** Begin Data section **

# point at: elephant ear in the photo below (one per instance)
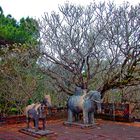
(88, 95)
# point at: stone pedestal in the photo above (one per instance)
(39, 133)
(78, 124)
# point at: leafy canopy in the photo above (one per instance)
(11, 31)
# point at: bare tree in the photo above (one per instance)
(83, 44)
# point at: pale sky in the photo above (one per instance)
(36, 8)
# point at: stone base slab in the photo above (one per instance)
(81, 125)
(39, 133)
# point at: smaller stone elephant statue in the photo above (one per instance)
(84, 103)
(36, 112)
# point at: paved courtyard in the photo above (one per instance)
(104, 130)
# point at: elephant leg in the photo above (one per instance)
(36, 124)
(28, 122)
(44, 123)
(85, 117)
(91, 118)
(70, 115)
(76, 116)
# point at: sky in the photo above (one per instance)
(37, 8)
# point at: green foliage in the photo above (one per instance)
(12, 31)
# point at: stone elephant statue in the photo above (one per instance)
(84, 103)
(37, 111)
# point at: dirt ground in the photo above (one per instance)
(104, 130)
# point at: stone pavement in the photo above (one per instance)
(105, 130)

** End Data section **

Can you reproduce all of the data above with "pale sky" swapped out for "overcast sky" and nothing else altered, leaving out the images?

# point at: elephant ear in the photo below (one per instance)
(88, 95)
# point at: stone pedestal in the photo above (one per instance)
(39, 133)
(78, 124)
# point at: leafy canopy in the photo above (one per instance)
(11, 31)
# point at: bare tree in the photo above (one per instance)
(83, 44)
# point at: overcast sky in the photo above (one per instance)
(36, 8)
# point at: stone base slab in the photo above (one per instance)
(81, 125)
(39, 133)
# point at: smaller stone elephant statue in the photo above (one per instance)
(84, 103)
(36, 112)
# point at: paved courtyard in the photo above (one per instance)
(104, 130)
# point at: elephant leg in the photo above (one per instance)
(36, 124)
(28, 122)
(44, 123)
(85, 117)
(91, 118)
(70, 115)
(76, 116)
# point at: sky in the photo above (one per instance)
(37, 8)
# point at: green foliage in the photo above (one per instance)
(12, 31)
# point at: stone elephant statue in the photo above (one per instance)
(84, 103)
(37, 111)
# point at: dirt ground in the photo above (one per instance)
(104, 130)
# point at: stone pavement in the photo above (one per instance)
(105, 130)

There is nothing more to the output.